Exercise description
Could you give the items starting at the line that contains "of the knit" and ending at the line that contains "point(805, 99)" as a numbered list, with both of those lines included, blank lines dropped, and the pictures left out?
## Begin Record list
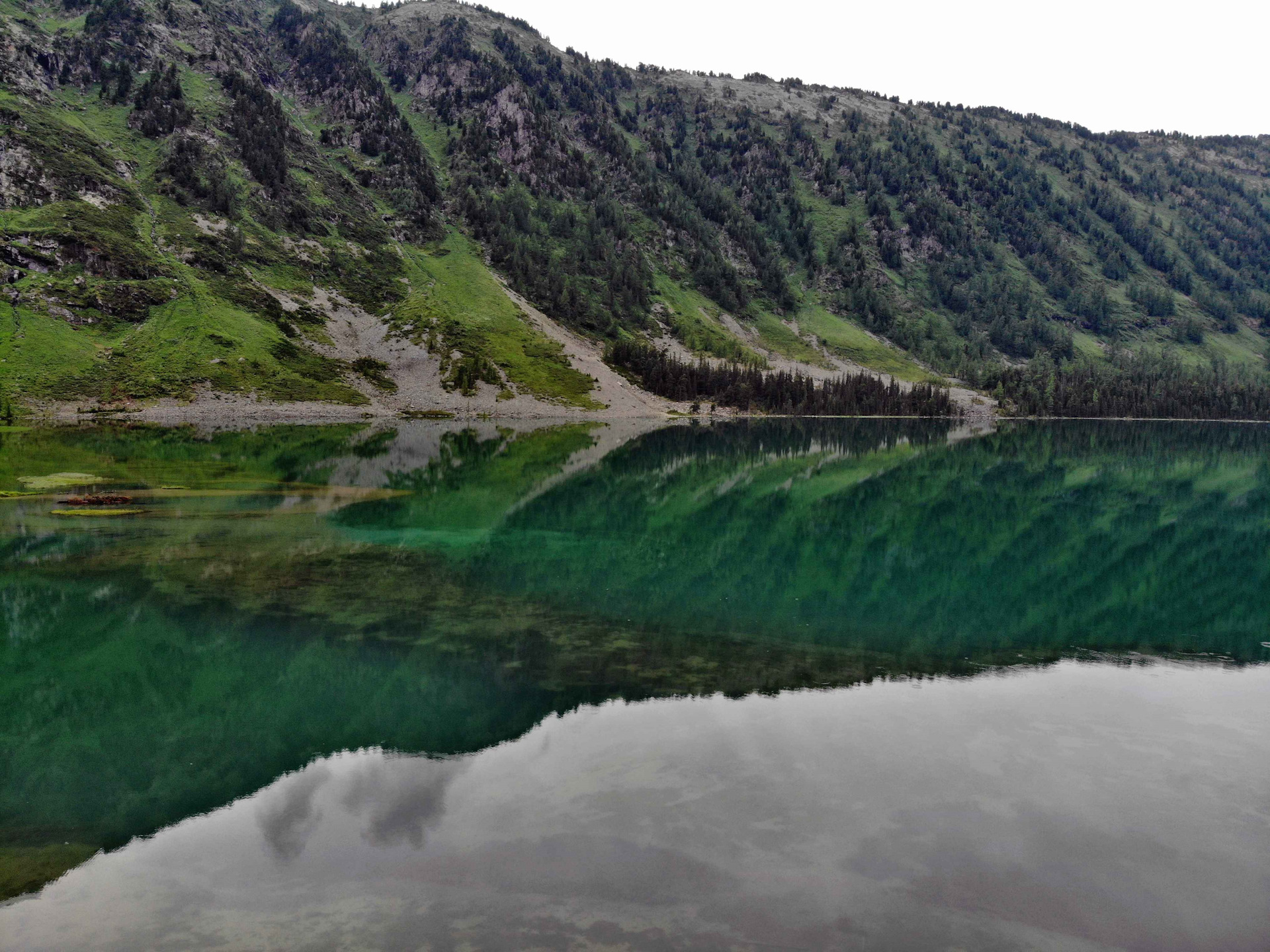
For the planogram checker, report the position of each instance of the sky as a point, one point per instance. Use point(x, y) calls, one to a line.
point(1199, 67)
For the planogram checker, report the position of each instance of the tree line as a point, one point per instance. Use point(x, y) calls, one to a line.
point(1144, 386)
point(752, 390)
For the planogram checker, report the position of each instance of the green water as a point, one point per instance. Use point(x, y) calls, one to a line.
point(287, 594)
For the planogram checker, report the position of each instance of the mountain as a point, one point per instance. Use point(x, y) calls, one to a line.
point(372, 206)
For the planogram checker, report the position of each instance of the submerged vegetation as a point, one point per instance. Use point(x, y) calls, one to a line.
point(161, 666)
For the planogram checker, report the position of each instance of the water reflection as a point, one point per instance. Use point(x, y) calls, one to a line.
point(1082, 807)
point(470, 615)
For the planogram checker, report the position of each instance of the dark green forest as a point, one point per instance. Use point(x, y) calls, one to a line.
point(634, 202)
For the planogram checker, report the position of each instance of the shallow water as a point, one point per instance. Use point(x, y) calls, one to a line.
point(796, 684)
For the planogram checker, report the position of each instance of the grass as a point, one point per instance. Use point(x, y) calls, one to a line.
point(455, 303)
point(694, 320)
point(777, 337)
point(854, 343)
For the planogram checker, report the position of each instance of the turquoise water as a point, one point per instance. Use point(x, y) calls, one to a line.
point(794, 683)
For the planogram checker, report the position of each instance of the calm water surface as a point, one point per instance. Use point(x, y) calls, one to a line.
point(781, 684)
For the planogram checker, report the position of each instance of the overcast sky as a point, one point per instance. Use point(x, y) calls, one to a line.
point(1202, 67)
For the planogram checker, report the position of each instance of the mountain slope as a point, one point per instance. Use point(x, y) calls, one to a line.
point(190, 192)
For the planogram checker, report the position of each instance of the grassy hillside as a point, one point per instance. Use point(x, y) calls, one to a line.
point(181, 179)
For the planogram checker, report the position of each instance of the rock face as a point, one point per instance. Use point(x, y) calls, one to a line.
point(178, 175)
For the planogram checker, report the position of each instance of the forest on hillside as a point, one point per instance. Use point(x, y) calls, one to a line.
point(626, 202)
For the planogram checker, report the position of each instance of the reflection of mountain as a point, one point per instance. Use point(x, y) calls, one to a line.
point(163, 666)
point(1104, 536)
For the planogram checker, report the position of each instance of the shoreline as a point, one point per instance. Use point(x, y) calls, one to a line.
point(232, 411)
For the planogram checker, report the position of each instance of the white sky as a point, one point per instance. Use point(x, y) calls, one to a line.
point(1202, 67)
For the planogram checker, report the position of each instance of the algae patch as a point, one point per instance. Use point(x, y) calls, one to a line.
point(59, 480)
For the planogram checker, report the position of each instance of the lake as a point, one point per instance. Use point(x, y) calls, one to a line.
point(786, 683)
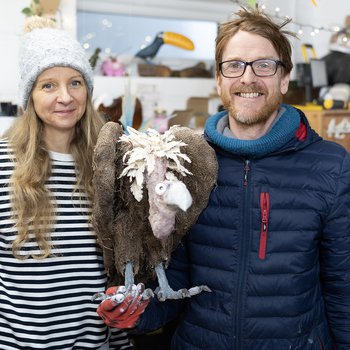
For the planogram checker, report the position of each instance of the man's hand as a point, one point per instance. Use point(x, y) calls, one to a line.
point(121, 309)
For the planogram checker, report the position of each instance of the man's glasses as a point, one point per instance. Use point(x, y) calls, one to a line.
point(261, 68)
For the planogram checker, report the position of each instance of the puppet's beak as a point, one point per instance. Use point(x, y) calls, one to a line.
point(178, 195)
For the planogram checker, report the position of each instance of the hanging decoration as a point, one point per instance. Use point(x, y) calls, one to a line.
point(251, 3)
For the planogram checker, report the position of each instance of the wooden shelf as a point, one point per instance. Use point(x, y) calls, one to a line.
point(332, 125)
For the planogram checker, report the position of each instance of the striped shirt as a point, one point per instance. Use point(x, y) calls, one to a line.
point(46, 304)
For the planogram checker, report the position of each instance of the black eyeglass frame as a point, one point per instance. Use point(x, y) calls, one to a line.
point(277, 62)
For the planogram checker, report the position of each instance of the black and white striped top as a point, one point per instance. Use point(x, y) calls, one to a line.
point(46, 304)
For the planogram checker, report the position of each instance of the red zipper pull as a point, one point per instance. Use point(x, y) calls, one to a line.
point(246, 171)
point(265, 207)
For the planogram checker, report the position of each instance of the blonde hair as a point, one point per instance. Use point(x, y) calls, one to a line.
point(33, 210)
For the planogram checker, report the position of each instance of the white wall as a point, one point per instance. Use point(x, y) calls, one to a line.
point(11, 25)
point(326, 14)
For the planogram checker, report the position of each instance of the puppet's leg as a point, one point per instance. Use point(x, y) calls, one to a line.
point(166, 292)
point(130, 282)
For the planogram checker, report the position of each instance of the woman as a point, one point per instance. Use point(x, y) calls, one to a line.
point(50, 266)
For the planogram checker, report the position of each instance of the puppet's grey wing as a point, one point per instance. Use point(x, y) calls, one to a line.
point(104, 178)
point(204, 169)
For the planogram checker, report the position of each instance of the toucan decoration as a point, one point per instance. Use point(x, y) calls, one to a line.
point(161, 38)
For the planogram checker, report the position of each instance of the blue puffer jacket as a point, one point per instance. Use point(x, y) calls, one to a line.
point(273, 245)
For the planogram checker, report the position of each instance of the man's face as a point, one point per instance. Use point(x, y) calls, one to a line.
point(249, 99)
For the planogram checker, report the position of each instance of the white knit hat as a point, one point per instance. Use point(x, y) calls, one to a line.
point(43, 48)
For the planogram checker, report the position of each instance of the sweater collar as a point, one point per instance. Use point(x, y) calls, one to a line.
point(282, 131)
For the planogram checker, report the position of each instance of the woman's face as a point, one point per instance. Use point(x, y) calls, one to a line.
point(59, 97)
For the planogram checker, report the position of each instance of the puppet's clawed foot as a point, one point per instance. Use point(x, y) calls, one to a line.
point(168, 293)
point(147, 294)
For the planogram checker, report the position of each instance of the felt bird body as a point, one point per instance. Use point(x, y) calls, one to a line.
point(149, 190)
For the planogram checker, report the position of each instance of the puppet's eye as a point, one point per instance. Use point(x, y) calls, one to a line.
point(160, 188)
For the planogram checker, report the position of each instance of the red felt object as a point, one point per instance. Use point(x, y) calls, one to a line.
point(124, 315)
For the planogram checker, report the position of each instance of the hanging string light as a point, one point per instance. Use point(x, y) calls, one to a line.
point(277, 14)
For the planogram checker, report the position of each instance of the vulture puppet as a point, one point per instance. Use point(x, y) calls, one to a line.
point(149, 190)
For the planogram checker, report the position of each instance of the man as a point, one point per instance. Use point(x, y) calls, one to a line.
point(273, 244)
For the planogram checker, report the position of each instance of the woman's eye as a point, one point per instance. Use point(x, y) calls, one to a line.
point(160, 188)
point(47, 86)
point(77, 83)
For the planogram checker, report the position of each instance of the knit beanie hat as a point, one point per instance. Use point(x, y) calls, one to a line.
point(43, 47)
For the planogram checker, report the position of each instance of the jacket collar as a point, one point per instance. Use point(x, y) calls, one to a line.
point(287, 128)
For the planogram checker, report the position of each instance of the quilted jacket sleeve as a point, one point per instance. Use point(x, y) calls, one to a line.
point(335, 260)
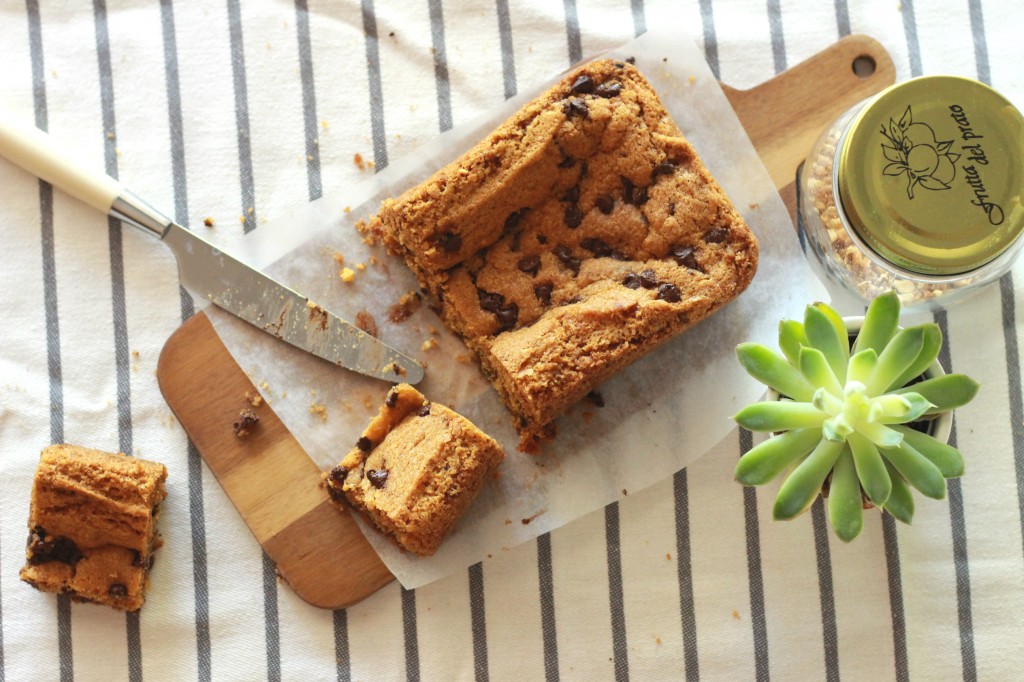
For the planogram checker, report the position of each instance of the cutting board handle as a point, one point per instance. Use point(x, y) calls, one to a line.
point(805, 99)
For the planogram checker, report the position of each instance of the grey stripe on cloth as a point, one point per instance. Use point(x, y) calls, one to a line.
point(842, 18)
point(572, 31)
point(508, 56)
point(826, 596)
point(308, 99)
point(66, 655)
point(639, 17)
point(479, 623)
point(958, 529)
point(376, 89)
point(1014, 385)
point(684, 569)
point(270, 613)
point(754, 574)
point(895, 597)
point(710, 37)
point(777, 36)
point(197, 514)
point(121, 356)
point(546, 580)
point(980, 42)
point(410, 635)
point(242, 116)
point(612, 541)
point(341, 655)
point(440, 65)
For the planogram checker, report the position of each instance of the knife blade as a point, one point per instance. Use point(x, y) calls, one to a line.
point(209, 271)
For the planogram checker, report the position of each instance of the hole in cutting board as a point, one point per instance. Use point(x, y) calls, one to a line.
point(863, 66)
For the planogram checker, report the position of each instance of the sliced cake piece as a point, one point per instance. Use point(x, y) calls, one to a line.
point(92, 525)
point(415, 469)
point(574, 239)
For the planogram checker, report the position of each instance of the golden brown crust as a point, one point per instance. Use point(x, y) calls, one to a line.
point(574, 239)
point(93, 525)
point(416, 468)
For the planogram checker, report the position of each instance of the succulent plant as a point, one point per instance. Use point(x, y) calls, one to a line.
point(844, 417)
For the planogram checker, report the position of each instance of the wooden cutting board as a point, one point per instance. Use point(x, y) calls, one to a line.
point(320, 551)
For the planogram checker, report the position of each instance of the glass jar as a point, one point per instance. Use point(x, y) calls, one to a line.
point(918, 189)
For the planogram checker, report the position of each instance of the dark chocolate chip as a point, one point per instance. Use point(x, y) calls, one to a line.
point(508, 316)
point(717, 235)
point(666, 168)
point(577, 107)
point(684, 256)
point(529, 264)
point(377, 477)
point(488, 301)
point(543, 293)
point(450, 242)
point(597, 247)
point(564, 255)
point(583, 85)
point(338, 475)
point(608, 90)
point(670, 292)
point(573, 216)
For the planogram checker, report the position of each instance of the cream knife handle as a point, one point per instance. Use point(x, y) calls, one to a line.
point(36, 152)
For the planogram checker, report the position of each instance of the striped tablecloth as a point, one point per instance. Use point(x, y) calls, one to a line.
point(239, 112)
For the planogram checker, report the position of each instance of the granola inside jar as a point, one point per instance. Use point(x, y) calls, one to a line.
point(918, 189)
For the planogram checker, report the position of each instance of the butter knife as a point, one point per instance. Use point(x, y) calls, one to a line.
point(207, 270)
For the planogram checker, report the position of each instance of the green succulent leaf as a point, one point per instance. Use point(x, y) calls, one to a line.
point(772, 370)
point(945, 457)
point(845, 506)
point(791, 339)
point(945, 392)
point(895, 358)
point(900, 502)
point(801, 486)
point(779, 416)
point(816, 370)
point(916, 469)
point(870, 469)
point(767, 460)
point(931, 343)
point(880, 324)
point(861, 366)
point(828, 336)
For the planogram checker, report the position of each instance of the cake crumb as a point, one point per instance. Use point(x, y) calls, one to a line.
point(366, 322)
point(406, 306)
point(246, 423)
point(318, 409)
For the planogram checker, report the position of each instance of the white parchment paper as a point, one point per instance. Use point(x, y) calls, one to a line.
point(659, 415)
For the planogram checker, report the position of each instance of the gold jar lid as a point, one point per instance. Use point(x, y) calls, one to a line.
## End Record list
Solution to this task
1. For the planogram checker, report the position of each instance of the knit beanie hat as a point, one point per instance. Use point(x, y) calls, one to a line.
2. point(43, 47)
3. For the planogram checker, report the position of each instance of the jacket collar as a point, one point per instance. Use point(x, y) calls, one to a line.
4. point(287, 128)
5. For the planogram checker, report the position of each instance of the quilted jacket sleeve as a point, one point per instance. Use point(x, y) calls, one to a line.
6. point(335, 260)
7. For the planogram checker, report the position of each instance of the cutting board handle as a point, one point per instance. Use point(x, y) calls, one to a line.
8. point(805, 99)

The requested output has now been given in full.